- _Provided material_:
_____
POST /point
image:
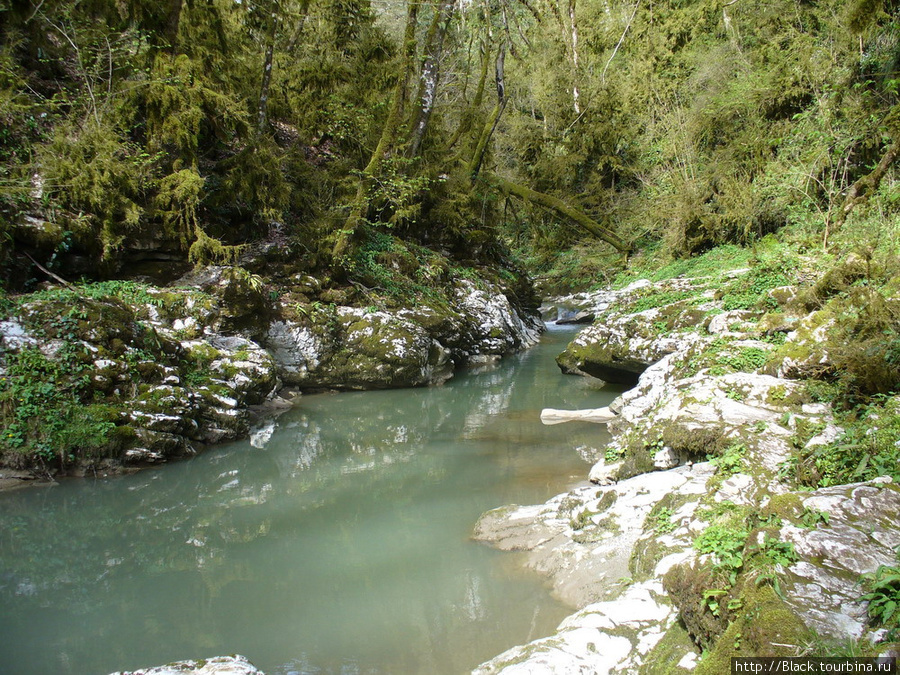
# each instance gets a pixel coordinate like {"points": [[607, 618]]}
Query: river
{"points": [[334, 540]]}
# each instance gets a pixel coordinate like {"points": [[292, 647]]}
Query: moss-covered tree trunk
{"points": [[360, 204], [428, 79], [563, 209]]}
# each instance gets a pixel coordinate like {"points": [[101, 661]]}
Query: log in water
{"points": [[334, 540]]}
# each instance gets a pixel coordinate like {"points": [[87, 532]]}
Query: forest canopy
_____
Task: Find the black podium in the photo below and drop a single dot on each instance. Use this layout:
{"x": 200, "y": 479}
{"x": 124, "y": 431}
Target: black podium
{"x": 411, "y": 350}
_____
Retype the lines of the records between the line holding "POST /point" and the line holding "Query: forest canopy", inclusive, and leave the pictures out of your copy.

POST /point
image:
# each instance gets a pixel coordinate like {"points": [[607, 618]]}
Query: river
{"points": [[334, 540]]}
# each instance gets a pixel coordinate like {"points": [[292, 647]]}
Query: moss-covered tree trunk
{"points": [[360, 204], [428, 79], [563, 209]]}
# each instance gets a pixel coordinate like {"points": [[101, 661]]}
Query: log in water
{"points": [[334, 540]]}
# each instance gets a pixel coordinate like {"points": [[87, 532]]}
Query: forest canopy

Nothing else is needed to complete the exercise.